• _Provided data_
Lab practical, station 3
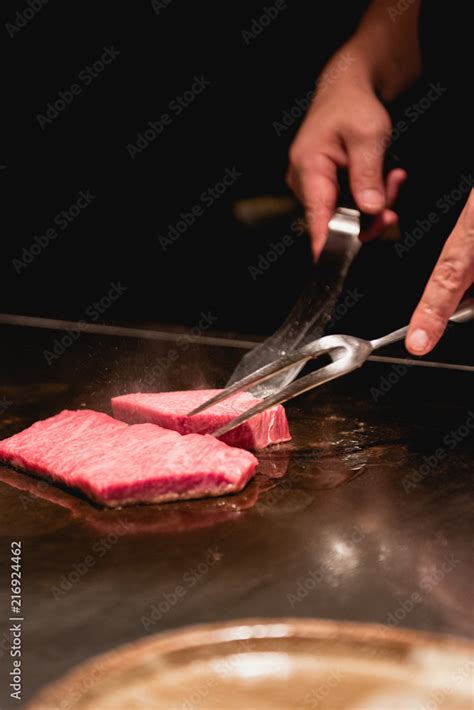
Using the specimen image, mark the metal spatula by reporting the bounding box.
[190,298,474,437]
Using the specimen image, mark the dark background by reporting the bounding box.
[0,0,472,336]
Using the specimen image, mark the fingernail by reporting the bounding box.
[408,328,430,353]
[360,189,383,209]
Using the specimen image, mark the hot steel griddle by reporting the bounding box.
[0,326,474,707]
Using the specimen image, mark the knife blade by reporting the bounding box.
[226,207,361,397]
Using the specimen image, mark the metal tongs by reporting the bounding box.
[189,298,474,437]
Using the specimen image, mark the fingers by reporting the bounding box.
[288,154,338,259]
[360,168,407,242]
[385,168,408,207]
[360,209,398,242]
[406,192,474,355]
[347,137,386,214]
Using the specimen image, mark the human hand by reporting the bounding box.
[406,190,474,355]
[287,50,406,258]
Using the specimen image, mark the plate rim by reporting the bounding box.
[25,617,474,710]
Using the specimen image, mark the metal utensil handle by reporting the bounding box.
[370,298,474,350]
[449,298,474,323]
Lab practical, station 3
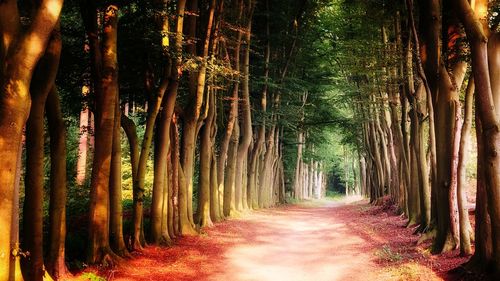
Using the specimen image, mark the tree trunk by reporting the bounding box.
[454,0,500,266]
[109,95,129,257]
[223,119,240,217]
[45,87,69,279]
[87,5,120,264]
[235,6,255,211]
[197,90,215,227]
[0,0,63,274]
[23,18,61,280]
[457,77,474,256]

--

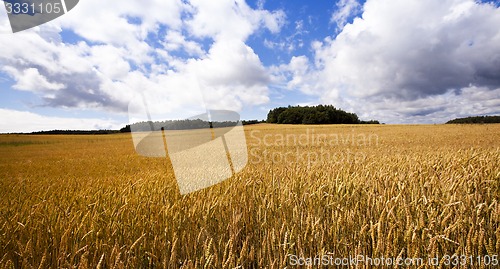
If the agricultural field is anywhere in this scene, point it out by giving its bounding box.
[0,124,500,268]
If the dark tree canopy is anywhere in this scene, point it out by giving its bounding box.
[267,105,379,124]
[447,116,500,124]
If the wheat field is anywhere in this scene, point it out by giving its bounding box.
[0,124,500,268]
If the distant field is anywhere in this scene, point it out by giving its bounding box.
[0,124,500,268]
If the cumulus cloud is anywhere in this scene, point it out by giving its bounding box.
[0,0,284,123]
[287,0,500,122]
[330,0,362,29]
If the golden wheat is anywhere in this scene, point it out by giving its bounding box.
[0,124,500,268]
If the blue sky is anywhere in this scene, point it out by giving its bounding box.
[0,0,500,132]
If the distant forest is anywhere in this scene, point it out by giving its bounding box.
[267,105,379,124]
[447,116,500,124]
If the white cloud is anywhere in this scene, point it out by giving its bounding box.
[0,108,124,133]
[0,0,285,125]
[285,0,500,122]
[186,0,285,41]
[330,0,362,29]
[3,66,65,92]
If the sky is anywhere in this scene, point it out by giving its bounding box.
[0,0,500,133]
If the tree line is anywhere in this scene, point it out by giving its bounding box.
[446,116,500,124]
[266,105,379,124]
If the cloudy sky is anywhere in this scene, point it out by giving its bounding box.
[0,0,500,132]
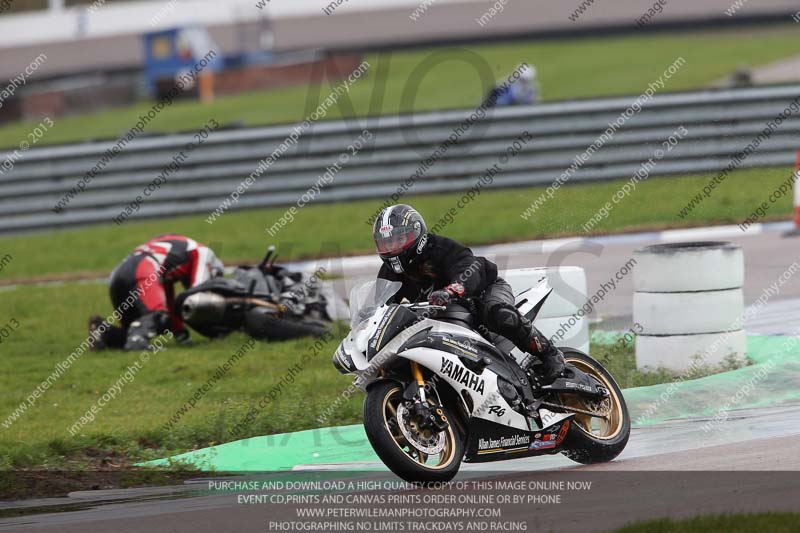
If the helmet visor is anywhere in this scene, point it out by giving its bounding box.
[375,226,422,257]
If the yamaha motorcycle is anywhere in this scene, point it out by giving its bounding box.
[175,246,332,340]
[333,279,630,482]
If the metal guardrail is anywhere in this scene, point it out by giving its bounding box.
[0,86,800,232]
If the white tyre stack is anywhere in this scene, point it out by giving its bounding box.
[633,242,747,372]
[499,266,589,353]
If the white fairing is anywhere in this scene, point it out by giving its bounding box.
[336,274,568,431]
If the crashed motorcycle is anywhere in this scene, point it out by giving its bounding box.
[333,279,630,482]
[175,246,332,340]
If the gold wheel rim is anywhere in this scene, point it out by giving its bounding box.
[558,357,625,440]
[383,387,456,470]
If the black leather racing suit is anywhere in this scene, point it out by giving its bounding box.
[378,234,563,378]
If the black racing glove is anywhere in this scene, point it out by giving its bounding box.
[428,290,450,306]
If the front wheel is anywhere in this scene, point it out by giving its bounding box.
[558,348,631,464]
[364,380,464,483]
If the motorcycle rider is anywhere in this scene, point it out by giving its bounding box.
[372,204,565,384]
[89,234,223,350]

--

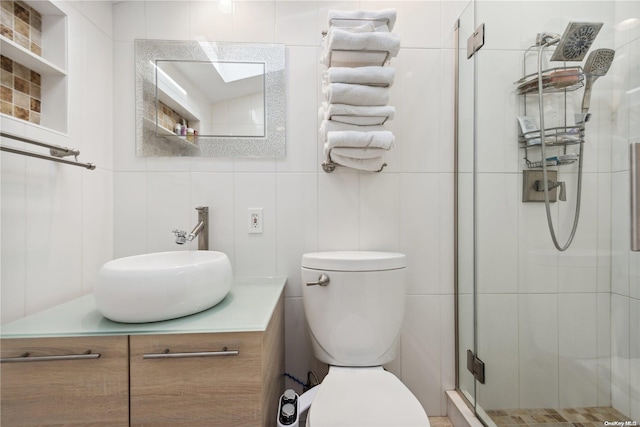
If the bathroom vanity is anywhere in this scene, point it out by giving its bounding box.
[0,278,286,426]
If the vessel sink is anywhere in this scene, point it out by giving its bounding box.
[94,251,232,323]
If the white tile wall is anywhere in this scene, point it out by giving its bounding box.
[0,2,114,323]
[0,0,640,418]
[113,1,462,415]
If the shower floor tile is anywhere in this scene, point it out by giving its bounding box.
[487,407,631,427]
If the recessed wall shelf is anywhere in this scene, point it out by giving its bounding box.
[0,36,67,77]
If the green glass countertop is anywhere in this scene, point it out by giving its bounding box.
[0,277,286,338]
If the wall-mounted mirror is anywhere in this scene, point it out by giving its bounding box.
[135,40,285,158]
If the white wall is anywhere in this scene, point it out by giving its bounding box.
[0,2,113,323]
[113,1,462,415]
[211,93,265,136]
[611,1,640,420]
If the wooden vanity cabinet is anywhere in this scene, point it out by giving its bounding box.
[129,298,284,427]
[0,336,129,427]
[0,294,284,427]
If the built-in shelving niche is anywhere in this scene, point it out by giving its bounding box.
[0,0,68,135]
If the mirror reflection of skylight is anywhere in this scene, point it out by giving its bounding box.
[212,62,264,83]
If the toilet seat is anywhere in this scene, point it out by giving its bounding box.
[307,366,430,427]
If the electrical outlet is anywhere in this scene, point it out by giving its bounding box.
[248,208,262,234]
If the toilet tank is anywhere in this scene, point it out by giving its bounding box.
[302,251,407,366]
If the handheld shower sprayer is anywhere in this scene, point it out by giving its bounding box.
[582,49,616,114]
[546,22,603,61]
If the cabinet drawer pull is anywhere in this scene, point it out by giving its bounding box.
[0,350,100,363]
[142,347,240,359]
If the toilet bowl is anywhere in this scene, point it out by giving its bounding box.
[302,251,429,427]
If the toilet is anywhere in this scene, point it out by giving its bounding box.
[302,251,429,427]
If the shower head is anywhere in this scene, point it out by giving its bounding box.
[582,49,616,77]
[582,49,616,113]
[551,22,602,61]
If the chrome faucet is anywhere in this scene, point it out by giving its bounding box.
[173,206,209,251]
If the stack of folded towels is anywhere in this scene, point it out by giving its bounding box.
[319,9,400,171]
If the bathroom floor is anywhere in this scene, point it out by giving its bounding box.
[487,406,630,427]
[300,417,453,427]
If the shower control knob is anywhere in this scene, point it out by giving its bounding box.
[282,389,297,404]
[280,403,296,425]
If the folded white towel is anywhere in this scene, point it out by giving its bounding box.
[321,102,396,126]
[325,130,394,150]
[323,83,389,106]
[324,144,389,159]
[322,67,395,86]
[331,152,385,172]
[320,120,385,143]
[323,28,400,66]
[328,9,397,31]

• _Goal_
Can you shift every bounding box coordinate up by 18 in the lines starting at the one with "If the black racing" and ending after the one with "[364,380,464,483]", writing out each of those lines in full and leaving the other wording unchanged?

• _Solution_
If the black racing glove is anywhere in this scene, point it out by giving its bounding box.
[446,308,468,324]
If the front wheel is anywhere in this scene, point it out by giving its bounding box.
[576,366,649,482]
[382,398,482,501]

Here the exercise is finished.